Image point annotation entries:
Start

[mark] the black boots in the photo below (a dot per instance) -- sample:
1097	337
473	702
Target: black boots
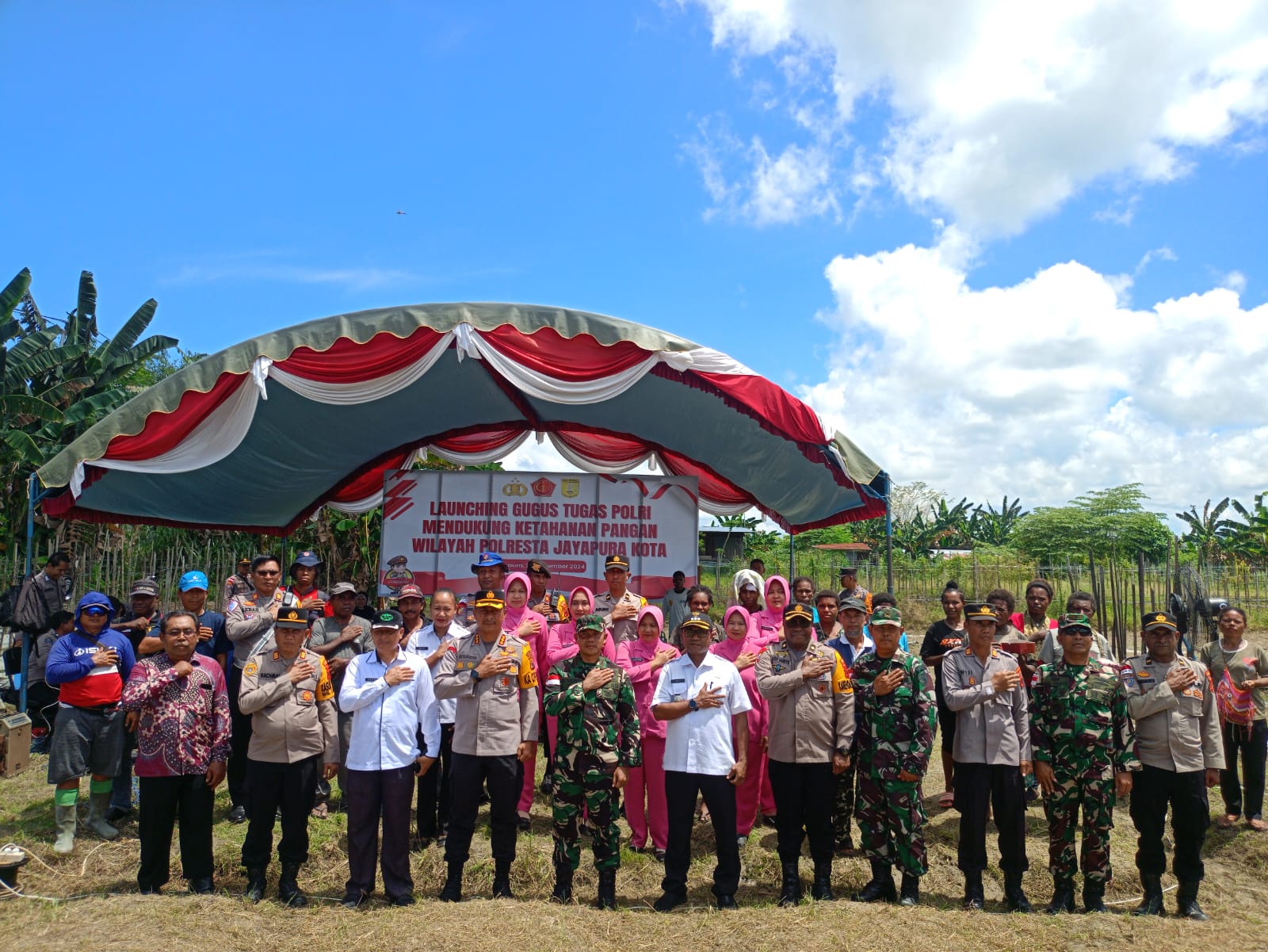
1152	903
911	892
1063	898
288	890
881	886
453	888
1186	901
1094	897
790	890
606	898
562	892
255	884
1014	899
502	880
974	898
822	886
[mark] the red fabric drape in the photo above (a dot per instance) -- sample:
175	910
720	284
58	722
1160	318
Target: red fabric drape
580	357
348	361
164	431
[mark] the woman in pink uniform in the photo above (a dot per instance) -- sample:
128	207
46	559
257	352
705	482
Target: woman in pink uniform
770	620
562	643
741	648
530	626
644	660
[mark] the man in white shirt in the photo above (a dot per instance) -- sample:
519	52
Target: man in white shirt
704	704
391	700
430	641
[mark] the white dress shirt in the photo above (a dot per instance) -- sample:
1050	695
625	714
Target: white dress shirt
701	742
425	641
386	717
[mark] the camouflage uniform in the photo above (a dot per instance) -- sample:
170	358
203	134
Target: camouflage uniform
1079	725
598	732
894	732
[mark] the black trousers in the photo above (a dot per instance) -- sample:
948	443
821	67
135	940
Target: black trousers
505	778
1154	790
803	800
1001	785
293	789
164	801
1252	743
434	787
371	797
680	800
240	740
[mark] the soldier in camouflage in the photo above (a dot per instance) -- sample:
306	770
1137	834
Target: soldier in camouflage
598	743
1084	751
896	710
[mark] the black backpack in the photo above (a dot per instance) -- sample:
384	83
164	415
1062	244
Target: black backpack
10	602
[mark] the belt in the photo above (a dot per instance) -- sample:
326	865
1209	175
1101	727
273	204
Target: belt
98	709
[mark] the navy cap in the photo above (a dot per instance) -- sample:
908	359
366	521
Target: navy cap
307	560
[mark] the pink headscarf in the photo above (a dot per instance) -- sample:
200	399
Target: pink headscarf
657	615
562	643
770	620
732	648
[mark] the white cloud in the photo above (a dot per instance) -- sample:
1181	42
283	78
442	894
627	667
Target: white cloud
1046	388
1001	110
746	183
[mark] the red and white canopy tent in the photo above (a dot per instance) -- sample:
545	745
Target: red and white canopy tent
259	435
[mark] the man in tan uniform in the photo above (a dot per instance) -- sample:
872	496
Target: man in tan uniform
495	734
295	740
812	724
1181	749
992	752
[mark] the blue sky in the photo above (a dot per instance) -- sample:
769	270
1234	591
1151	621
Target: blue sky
786	182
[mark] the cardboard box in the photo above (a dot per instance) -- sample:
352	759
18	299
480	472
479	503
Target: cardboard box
14	744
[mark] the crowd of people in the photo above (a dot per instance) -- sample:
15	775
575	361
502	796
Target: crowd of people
804	710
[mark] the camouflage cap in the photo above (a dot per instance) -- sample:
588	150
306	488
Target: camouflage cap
887	615
1071	621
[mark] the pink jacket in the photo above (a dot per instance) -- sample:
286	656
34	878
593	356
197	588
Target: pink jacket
731	649
636	657
770	621
562	643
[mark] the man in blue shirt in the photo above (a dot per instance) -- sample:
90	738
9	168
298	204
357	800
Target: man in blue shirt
391	698
212	640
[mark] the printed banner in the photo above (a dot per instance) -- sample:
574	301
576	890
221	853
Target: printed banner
437	524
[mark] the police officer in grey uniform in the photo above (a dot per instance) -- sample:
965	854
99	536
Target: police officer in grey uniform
490	573
1181	749
992	752
495	734
295	740
812	725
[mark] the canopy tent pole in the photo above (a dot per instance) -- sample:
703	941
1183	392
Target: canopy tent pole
32	499
889	535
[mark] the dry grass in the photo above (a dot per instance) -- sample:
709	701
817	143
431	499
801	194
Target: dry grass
1236	895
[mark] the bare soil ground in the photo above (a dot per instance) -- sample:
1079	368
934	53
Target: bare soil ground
107	911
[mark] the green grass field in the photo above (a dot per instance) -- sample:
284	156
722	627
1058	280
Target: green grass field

End

- **Your task**: Copy the records exactly. Skip the pictures.

- **Finished task**:
[mark] the black boots in the photo below (a dot per instance) -- sample:
1097	337
473	702
Target: black boots
1152	903
911	892
1063	898
288	890
881	886
453	888
1186	901
1094	897
790	890
606	898
562	892
255	884
1014	899
502	880
974	898
822	886
[mark] the red fabric drape in the photo above (a dot per instance) -- sample:
175	910
720	284
58	722
1160	318
Target: red fabric drape
580	357
348	361
164	431
[mark] the woman in pink uniform in the photo above (a dot per instance) -- sample:
128	207
46	559
257	352
705	482
Target: woman in pink uniform
770	620
562	643
741	648
530	626
644	660
[mark] the man in white shirt in the photo above (a dot per instance) -- sample:
519	52
Target: man in white shirt
704	704
391	700
430	641
[mark] the white dress shirt in the photo above (a dot per instance) -- sample:
1050	695
625	714
Target: white dress shirt
701	742
425	641
386	717
[mark] the camouflage uniform in the photo above (a dot per instance) -- sample:
170	358
203	134
Target: camouflage uniform
1079	725
598	732
894	732
[mark] the black trousers in the photo above (a dot per instance) -- sample:
948	443
821	67
135	940
Target: black trousers
505	778
1154	790
803	800
1001	785
293	789
164	801
1252	743
434	787
371	797
680	800
240	740
[mark] the soldier in camouflage in the photo above (a dot per instance) -- sample:
306	770
1137	834
Target: soldier in camouflage
598	743
1084	751
896	710
[mark] the black backpack in the photo above (a dot per instance) -- sample:
384	83
164	415
1062	244
Target: black backpack
10	602
[mark] the belt in the photo above (a dot per instance) -- sample:
326	865
1209	175
1101	727
273	204
Target: belt
98	709
[mark] the navy cap in the photo above (a dot per instance) -- sample:
908	359
366	521
Target: navy cap
307	560
[mark] the pink headscarf in the photo above (a dot per instance) -- sample:
200	399
Target: pink headscarf
657	615
562	643
770	620
732	648
[mark] the white cloud in the photo above (a dot per instance) -- sample:
1181	42
283	78
442	894
627	667
Target: white cloud
1046	388
1001	110
746	183
[mark] the red and white canopy tent in the photo above (a dot per instance) -- sample:
545	745
Target: red and white canopy tent
259	435
[mark] the man in tan uniform in the photo above (a dot per instance) -- sample:
872	496
Target: man in tan uniform
495	734
295	740
812	724
1181	749
992	752
[mark] the blue sky in the photo above (a dot per instance) -- sample:
769	270
1234	591
1151	621
Target: blue sky
786	182
[mark] the cardboard box in the photo above (a dot per instance) -- sample:
352	759
18	299
480	472
479	503
Target: cardboard box
14	744
[mark] the crowd of people in the photo above (a dot per instance) -- sample:
15	775
575	361
502	796
Target: crowd of people
804	710
[mark] the camouflage cap in the photo above (a dot per instance) -- sample:
588	150
306	488
Target: camouflage cap
887	615
1071	621
[mark] the pink jacket in the photo above (a dot per instance) -- sample:
286	656
34	878
593	356
197	588
Target: pink jacket
731	649
636	657
770	621
562	643
[mark] the man in blue shirt in the photo above (a dot per instance) -- sample:
90	738
9	168
298	204
357	800
Target: man in blue shirt
391	698
212	640
[mark] the printed banner in the photo above (a dot per instance) -- sample:
574	301
576	890
221	853
Target: printed banner
437	524
[mark] the police officer in grey uniform in the photo above (a dot per instance) -- sample:
965	854
99	536
Target: police officer in grey uniform
490	573
1181	749
992	752
495	734
295	740
812	725
[mark] the canopy tent pole in the photo above (a dot per instance) -- sample:
703	941
1183	392
Target: canopy tent pole
32	499
889	535
[mark] the dry grass in the photo above (a dot per instance) -- sample:
709	701
817	143
431	499
801	194
Target: dry grass
1236	895
[mark] the bare soil ground in the photo above (a dot per instance) -- sample:
1079	368
934	53
Target: bare soil ground
107	911
[mark] the green grass field in the photo above (a dot per instance) -- sample:
284	156
722	627
1058	280
Target: green grass field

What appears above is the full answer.